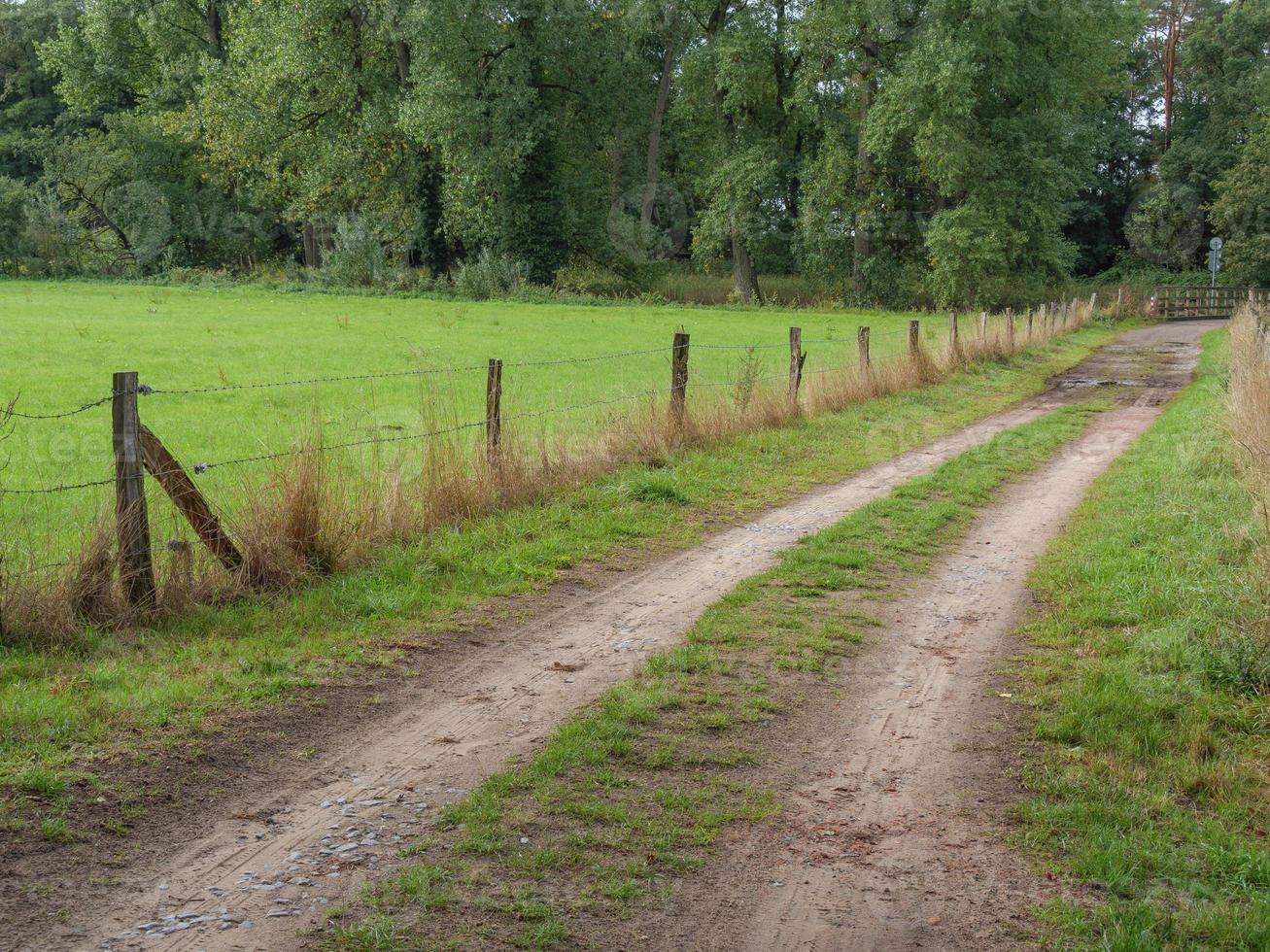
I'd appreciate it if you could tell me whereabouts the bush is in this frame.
[323,215,393,287]
[454,248,530,301]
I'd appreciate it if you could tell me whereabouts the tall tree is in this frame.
[868,0,1135,302]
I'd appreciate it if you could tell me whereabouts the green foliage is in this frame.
[0,175,36,276]
[454,248,530,301]
[0,0,1270,298]
[1213,113,1270,287]
[324,215,390,287]
[869,0,1134,303]
[555,259,640,297]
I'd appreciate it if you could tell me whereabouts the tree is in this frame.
[868,0,1135,303]
[401,0,628,282]
[1213,112,1270,287]
[1147,0,1198,151]
[0,0,79,182]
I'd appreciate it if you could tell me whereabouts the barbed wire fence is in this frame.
[0,298,1096,611]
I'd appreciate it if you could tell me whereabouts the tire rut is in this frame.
[22,325,1212,952]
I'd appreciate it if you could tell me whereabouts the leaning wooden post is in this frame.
[485,357,503,466]
[140,424,243,572]
[111,371,154,608]
[790,327,807,406]
[670,330,688,433]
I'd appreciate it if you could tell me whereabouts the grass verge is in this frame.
[0,326,1117,835]
[327,405,1096,952]
[1022,336,1270,949]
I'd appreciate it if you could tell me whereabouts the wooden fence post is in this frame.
[790,327,807,406]
[485,357,503,466]
[111,371,154,608]
[670,330,688,433]
[140,426,243,572]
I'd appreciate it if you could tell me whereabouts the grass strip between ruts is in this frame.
[327,404,1105,952]
[0,325,1118,839]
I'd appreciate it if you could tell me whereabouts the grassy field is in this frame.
[1022,335,1270,952]
[326,406,1095,952]
[0,326,1116,835]
[0,282,944,561]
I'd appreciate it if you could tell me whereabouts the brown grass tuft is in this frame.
[0,302,1102,643]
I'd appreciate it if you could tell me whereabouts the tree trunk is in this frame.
[638,37,675,232]
[303,222,322,268]
[851,45,874,301]
[393,40,410,86]
[732,231,764,302]
[203,0,224,59]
++++++++++
:: EXERCISE DIRECTIONS ::
Please rewrite the lines above, replacing "frame" with "image" everywhere and leaving everything else unchanged. Omit the pictures.

:: OUTPUT ::
I'd appreciate it if you could tell me whereabouts the bush is in this image.
[323,215,393,287]
[454,248,530,301]
I'd appreciate it if you could tell me whereabouts the tall tree is in this image.
[868,0,1135,302]
I'd appreciate it if you could tell me whereabouts the green foliage is in this image.
[0,175,36,276]
[454,248,530,301]
[0,0,1270,298]
[1213,113,1270,287]
[324,215,390,287]
[869,0,1134,303]
[555,259,640,297]
I'd appreciate it if you could tell me whereabouts the tree is in this image.
[868,0,1135,303]
[401,0,628,282]
[1213,112,1270,287]
[1147,0,1198,151]
[0,0,79,182]
I'd appreciate it if you could tell me whereabouts the barbed wire fence is in this image.
[0,298,1096,611]
I'd appreciate it if you could tell me whereabouts the tire rut is in this image.
[22,325,1212,952]
I'd appreciate it if you could tell me whereabouts the leaning wooden post is in this image.
[485,357,503,466]
[140,424,243,572]
[111,371,154,608]
[790,327,807,406]
[670,330,688,433]
I'd appreciate it if you could tell me whereabouts the grass verge is in this image.
[0,326,1117,835]
[327,405,1096,952]
[1022,336,1270,949]
I'd appreciate it if you could tell me whereabouts the wooden fence post is in this image.
[790,327,807,406]
[485,357,503,466]
[111,371,154,608]
[670,330,688,433]
[140,426,243,572]
I'd appreciate it if you could tell me whereabouts the grass strip between ruts is in this image.
[327,404,1105,952]
[0,325,1118,839]
I'd appreciate it if you could tell me whereabouts the grassy field is in this image.
[1022,335,1270,952]
[326,406,1095,952]
[0,326,1116,835]
[0,282,944,561]
I'd appreciate it if you could tell me whereabouts the brown grass tuft is in this image.
[0,302,1102,643]
I'd appreciate it if you could tell me whereabouts the tree trunk is in this image.
[638,37,675,232]
[303,222,322,268]
[851,45,874,301]
[393,40,410,86]
[732,231,764,302]
[203,0,224,59]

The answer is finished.